- **Required actions**
1) Decide whether each statement below agrees with the office action that follows. For each one, answer yes or no and quote the deciding words of the text exactly. (a) Claims 1-27 are allowed. (b) Support for the amendments is said to be found in paragraphs 306-310 of the specification. (c) The 35 USC 103 rejections of claims 1-27 remain in place.
2) Repeat the part of the office action below word for word, starting at "Response to Arguments" and ending at "have been withdrawn.".

==== Reading passage ====

DETAILED ACTION
Response to Amendment
Claims 1-27 are pending. Claims 1-27 are amended directly or by dependency on an amended claim.
Response to Arguments
Applicant’s arguments, see pages 8-9, filed April 28, 2021, with respect to the 35 USC 103 rejections of claims 1-27, along with accompanying amendments received on the same date, have been fully considered and are persuasive.  The 35 USC 103 rejections of claims 1-27 have been withdrawn. 
Allowable Subject Matter
Claims 1-27 are allowed.
The following is an examiner’s statement of reasons for allowance: Applicant arguments as noted above with respect to the cited prior art were persuasive. Representative noted in interview that support for these amendments can be found in Fig. 8D and paragraphs 206-210 of the specification. The following art is also cited, but not sufficient to disclose, teach or fairly suggest the subject matter of the independent claims:

“REGULARIZATION OF CONTEXT-DEPENDENT DEEP NEURAL NETWORKS WITH CONTEXT-INDEPENDENT MULTI-TASK TRAINING”: We propose a DNN acoustic model which jointly predicts both CD and CI units using multitask learning

“Context-Dependent Pre-Trained Deep Neural Networks for Large-Vocabulary Speech Recognition”: There is an efficient unsupervised algorithm, first described in [24], for learning the connection weights in a DBN that is equivalent to training each adjacent pair of unsupervised pre-training phase, Hinton et al. [24] used the up-down algorithm to optimize all of the DBN weights jointly

“CONTEXT DEPENDENT PHONE MODELS FOR LSTM RNN ACOUSTIC MODELLING”: Section 3.2 describes our system architecture and data, while Section 4 describes initial experiments with context independent (CI) models and further experiments with duration modelling and CD phone models. The weights of all layers are randomly initialized prior to training.

==== Data listing ====

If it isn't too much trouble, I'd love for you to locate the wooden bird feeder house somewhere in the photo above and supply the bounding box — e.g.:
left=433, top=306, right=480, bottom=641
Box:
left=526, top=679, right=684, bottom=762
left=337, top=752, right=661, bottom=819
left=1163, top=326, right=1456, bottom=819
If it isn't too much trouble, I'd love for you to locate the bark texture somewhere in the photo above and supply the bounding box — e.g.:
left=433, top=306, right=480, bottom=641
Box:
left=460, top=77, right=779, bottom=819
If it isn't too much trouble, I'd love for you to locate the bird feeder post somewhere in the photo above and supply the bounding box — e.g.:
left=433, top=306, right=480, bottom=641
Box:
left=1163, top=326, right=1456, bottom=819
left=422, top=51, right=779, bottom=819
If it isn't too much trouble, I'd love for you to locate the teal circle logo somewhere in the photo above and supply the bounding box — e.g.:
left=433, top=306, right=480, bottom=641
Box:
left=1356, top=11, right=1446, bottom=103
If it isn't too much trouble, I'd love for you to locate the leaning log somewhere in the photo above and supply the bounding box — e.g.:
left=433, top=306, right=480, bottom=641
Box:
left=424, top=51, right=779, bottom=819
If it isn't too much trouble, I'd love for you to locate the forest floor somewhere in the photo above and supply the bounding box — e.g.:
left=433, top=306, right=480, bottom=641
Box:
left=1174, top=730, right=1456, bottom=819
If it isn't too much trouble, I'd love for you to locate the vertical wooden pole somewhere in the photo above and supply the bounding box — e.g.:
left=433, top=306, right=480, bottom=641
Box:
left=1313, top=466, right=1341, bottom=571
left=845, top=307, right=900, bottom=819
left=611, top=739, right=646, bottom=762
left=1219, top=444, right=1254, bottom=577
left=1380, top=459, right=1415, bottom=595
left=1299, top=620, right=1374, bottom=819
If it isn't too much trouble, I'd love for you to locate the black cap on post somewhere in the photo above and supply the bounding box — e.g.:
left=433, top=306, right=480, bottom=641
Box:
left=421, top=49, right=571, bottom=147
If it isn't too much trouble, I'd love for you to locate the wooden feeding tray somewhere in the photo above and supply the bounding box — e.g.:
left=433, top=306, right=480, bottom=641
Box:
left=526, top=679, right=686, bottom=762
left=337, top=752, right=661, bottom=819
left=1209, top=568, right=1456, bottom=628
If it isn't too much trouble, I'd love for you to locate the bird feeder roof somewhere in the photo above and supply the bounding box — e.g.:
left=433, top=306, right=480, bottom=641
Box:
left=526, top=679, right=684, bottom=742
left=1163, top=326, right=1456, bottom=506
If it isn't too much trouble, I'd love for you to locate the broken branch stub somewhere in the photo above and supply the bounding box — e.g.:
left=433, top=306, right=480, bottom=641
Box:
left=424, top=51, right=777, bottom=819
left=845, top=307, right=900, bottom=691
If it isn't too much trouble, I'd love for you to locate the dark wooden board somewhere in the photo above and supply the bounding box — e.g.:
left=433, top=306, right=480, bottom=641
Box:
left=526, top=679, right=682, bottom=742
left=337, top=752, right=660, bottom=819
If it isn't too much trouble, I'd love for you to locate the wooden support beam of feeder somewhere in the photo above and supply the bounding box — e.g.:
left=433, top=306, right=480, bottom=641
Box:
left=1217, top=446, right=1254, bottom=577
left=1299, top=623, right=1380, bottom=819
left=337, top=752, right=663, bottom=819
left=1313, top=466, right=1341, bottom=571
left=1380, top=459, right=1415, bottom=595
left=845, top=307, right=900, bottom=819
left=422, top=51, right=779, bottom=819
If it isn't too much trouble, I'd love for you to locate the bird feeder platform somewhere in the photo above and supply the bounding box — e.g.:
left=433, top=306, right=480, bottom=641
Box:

====

- **Task answers**
1)
(a) Yes: "Claims 1-27 are allowed."
(b) No: "support for these amendments can be found in Fig. 8D and paragraphs 206-210 of the specification"
(c) No: "The 35 USC 103 rejections of claims 1-27 have been withdrawn."

2)
Response to Arguments
Applicant’s arguments, see pages 8-9, filed April 28, 2021, with respect to the 35 USC 103 rejections of claims 1-27, along with accompanying amendments received on the same date, have been fully considered and are persuasive.  The 35 USC 103 rejections of claims 1-27 have been withdrawn.